===== Document extract
Kocom SenseVoice Sohee (ASR)

Model Summary

This is a SenseVoiceSmall model fine-tuned for Korean ASR using synthetic speech generated with Qwen3-TTS CustomVoice (speaker: Sohee). The training data is derived from internal intent/assistant dialogue texts and rendered into audio with a single synthetic speaker.

Base Model

  • iic/SenseVoiceSmall

Training Data

Text sources:

  • test/data/intent_classify/community_train/output_community_dataset.json
  • test/data/intent_classify/run_20260121_141638/output_vui_dataset.json

Audio:

  • Generated via Qwen/Qwen3-TTS-12Hz-1.7B-CustomVoice
  • Speaker: Sohee
  • Language: Korean
  • 16 kHz, mono, PCM_16

Counts (from manifest):

  • Total items: 8076
  • Roles: user 5068, assistant 3008

Split:

  • Train/val = 95/5 random split (seed=42)

Training Procedure

  • Fine-tuning with FunASR train_ds.py
  • Max epochs: 50
  • Batch type: token, batch_size=6000
  • Learning rate: 2e-4
  • Deepspeed: disabled

Evaluation

No public benchmark results are reported. Evaluate on your own test set to validate quality for your domain.

Intended Use

Korean ASR for the specific synthetic Sohee voice and domain-style commands. Best suited for controlled or synthetic audio similar to the training data.
==========
===== Provided information
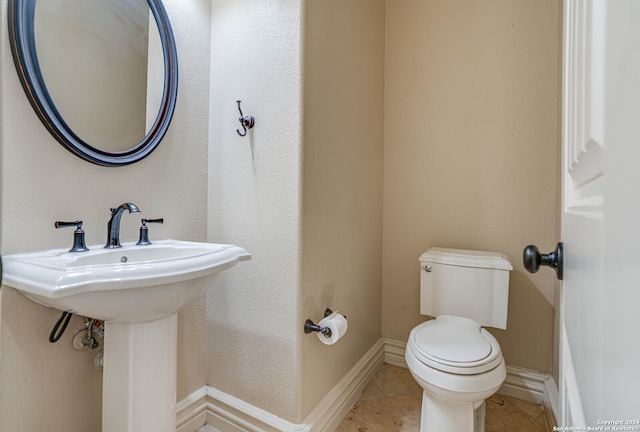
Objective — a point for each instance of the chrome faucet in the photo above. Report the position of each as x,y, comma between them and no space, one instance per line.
113,227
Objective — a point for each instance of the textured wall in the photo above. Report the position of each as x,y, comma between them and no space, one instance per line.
254,202
471,115
342,184
42,182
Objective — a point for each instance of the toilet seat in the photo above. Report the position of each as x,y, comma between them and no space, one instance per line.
455,345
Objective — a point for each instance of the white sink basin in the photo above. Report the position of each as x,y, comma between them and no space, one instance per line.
128,284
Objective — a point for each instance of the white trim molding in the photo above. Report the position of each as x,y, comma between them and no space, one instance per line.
230,414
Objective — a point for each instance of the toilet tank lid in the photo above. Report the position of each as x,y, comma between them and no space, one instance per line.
466,258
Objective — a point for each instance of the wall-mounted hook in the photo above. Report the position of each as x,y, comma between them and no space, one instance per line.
247,122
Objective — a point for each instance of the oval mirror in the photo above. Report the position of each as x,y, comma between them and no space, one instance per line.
101,75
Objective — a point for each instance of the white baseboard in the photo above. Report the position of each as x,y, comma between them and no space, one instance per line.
230,414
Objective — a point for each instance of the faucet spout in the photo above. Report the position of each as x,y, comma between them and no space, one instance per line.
113,227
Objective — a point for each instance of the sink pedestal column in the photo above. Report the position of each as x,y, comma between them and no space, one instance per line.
139,381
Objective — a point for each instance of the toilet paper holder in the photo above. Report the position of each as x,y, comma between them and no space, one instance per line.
310,327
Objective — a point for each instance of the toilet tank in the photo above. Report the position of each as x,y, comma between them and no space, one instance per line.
465,283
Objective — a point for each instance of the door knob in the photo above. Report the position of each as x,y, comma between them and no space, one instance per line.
533,259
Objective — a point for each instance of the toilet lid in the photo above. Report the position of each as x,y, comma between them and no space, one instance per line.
455,344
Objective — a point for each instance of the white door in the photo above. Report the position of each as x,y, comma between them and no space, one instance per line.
600,294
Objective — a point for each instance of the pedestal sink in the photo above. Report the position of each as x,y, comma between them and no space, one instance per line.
137,291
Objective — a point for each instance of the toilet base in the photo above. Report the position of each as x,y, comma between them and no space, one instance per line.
439,415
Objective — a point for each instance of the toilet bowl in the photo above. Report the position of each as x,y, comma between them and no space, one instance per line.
456,379
458,363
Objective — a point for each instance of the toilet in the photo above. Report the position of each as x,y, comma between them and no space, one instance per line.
458,363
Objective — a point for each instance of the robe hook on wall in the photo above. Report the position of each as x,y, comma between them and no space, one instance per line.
247,122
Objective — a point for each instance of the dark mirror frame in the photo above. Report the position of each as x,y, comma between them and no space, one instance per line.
22,39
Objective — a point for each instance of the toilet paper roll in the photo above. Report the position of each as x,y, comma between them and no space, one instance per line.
338,325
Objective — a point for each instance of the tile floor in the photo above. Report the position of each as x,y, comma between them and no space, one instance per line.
391,403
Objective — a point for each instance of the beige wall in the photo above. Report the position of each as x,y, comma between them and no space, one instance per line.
==========
_Problems to solve:_
• a. From the SenseVoice Sohee page, list every bullet point under the "Training Procedure" heading.
• b. Turn everything in the rows from the line containing "Objective — a point for each instance of the robe" down to the last line of the rows into a numbered list.
The SenseVoice Sohee page and the rows have nothing to do with each other.

_Solutions by task:_
• a.
- Fine-tuning with FunASR train_ds.py
- Max epochs: 50
- Batch type: token, batch_size=6000
- Learning rate: 2e-4
- Deepspeed: disabled

• b.
1. Objective — a point for each instance of the robe hook on wall in the photo above. Report the position of each as x,y, comma between them and no space, one instance per line.
2. 247,122
3. Objective — a point for each instance of the dark mirror frame in the photo above. Report the position of each as x,y, comma between them and no space, one instance per line.
4. 22,39
5. Objective — a point for each instance of the toilet paper roll in the photo above. Report the position of each as x,y, comma between them and no space, one instance per line.
6. 338,325
7. Objective — a point for each instance of the tile floor in the photo above. Report the position of each as x,y, comma between them and no space, one instance per line.
8. 391,403
9. Objective — a point for each instance of the beige wall in the photo above. Report the position of each as x,y, comma between them and no space, one instance per line.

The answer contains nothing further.